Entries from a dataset
####
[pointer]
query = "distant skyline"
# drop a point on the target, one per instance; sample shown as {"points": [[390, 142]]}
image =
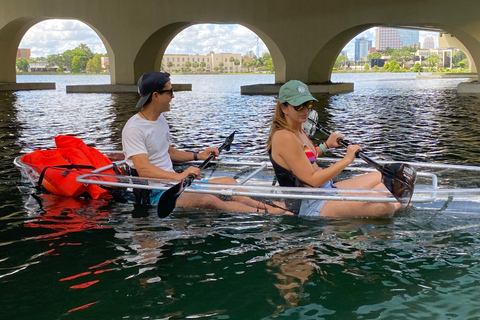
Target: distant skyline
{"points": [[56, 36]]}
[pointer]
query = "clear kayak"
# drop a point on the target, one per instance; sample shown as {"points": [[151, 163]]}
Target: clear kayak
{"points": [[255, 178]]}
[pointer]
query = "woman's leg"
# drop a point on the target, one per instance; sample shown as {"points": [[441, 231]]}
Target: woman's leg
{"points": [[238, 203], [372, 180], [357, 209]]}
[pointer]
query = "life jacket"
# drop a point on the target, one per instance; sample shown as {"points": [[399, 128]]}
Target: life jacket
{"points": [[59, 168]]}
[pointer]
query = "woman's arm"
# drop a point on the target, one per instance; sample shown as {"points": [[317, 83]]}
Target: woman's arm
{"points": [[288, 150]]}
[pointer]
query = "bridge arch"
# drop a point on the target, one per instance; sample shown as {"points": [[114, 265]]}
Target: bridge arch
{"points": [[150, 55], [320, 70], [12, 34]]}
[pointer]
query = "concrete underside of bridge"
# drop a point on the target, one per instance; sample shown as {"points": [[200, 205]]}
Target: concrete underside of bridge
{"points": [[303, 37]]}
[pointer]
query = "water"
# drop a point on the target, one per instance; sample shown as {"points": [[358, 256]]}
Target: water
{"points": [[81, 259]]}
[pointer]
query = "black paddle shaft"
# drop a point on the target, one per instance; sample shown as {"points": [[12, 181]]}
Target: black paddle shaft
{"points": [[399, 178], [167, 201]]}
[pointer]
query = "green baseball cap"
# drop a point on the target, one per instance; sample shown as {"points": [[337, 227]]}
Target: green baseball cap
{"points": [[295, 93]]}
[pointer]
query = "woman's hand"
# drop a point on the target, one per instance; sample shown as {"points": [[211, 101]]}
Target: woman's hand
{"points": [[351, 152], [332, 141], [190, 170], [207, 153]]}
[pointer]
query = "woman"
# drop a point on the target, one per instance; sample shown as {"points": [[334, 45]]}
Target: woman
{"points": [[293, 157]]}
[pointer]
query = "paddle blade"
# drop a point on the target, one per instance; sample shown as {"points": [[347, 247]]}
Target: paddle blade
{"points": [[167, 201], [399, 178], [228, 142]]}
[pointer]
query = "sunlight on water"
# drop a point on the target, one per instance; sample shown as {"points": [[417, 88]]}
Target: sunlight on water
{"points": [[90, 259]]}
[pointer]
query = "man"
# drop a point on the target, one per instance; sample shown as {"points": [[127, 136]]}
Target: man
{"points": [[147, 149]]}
####
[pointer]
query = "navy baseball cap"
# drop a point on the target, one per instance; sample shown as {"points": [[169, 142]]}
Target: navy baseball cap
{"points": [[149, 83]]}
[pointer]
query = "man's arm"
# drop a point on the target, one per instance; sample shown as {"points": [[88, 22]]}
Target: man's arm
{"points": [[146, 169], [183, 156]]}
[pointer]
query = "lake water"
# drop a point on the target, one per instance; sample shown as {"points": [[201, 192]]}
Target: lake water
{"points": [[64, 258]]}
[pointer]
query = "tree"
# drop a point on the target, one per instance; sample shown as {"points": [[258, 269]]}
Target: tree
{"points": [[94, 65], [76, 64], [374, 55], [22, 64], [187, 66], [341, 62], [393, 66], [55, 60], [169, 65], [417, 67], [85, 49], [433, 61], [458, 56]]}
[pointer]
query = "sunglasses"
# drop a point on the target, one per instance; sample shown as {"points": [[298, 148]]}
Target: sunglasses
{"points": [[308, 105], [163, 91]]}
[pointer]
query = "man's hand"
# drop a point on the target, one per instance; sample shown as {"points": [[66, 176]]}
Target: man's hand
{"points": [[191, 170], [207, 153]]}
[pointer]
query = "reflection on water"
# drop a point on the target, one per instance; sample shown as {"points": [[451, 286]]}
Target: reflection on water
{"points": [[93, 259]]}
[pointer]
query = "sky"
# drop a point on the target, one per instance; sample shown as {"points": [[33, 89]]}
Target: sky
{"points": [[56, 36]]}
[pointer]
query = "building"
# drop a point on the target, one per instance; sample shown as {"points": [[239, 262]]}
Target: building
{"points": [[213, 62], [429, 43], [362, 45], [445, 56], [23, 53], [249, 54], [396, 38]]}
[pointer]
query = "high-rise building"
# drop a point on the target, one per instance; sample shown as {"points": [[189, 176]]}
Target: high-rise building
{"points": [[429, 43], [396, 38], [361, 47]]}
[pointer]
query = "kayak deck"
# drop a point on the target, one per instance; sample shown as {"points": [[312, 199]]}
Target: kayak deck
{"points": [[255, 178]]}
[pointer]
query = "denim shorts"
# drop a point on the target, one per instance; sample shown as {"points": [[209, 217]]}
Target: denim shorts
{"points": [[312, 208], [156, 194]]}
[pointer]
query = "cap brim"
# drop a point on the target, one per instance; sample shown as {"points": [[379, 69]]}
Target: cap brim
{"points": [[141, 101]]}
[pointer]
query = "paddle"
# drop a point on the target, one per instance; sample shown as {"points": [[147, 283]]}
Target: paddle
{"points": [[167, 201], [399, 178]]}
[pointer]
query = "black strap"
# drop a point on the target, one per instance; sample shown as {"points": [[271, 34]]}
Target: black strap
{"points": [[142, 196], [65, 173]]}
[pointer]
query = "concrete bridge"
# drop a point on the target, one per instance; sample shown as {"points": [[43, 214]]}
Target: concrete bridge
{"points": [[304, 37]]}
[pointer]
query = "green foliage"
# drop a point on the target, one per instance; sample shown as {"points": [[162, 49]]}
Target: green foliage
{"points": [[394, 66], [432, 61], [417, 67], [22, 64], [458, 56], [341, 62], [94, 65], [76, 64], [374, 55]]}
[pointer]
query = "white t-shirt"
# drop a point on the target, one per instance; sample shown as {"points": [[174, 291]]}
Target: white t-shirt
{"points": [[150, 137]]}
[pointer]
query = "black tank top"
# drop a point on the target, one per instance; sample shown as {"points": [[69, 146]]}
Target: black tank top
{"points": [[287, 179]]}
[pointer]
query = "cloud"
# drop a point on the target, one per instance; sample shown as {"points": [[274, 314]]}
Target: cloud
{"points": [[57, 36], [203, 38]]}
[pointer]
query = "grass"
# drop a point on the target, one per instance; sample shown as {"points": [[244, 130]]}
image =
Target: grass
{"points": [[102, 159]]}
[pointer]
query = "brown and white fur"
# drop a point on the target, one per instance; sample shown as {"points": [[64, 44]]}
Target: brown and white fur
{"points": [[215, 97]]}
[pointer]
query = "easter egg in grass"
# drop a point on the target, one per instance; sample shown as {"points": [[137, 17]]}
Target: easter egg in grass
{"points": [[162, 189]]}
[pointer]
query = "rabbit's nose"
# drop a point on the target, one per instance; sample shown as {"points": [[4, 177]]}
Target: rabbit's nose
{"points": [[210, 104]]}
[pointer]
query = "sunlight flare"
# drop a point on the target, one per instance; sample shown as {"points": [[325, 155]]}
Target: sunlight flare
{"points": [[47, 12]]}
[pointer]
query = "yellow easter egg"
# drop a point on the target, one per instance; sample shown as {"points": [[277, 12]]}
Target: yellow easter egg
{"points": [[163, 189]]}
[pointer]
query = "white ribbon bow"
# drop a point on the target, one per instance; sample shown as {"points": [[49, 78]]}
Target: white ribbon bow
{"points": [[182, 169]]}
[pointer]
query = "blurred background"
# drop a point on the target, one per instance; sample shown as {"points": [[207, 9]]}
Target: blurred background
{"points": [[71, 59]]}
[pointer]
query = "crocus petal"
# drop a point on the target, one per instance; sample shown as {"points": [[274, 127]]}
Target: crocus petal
####
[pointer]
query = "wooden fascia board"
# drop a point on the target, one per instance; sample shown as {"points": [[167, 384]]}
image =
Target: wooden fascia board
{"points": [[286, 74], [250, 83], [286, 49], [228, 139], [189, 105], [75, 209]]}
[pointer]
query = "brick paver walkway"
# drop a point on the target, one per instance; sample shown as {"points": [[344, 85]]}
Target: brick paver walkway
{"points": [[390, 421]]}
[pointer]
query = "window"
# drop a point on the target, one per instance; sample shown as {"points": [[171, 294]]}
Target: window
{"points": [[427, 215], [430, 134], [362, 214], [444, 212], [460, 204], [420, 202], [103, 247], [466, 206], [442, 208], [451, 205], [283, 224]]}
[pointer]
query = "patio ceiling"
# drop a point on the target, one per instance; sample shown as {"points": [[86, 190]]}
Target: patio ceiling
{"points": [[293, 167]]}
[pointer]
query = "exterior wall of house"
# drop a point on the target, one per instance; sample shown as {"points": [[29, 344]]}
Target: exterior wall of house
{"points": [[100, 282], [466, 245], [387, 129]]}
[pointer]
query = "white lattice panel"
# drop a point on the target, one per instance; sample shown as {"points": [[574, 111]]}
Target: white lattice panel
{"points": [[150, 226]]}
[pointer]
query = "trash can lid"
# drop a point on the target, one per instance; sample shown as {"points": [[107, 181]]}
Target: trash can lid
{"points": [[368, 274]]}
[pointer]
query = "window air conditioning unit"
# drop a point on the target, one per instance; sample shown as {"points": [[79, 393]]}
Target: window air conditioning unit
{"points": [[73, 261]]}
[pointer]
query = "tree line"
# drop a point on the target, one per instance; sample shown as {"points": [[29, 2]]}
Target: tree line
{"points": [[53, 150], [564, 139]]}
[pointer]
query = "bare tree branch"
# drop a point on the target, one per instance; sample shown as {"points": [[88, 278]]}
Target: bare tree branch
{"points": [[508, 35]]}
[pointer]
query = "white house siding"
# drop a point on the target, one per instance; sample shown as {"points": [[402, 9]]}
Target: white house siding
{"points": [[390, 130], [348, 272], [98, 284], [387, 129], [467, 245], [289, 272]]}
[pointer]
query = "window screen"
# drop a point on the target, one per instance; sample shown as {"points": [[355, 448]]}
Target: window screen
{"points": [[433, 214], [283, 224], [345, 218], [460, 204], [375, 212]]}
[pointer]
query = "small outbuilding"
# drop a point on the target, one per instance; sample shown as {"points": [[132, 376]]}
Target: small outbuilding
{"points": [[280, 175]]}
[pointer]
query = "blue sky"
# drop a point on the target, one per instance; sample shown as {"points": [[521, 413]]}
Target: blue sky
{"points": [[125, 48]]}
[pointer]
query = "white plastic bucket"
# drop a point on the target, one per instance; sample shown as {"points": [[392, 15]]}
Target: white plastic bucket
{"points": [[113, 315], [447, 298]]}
####
• _Short exercise_:
Pull out every line of the items above that contains the word "yellow" and list those lines.

• _Result_:
query = "yellow easter egg"
Target: yellow easter egg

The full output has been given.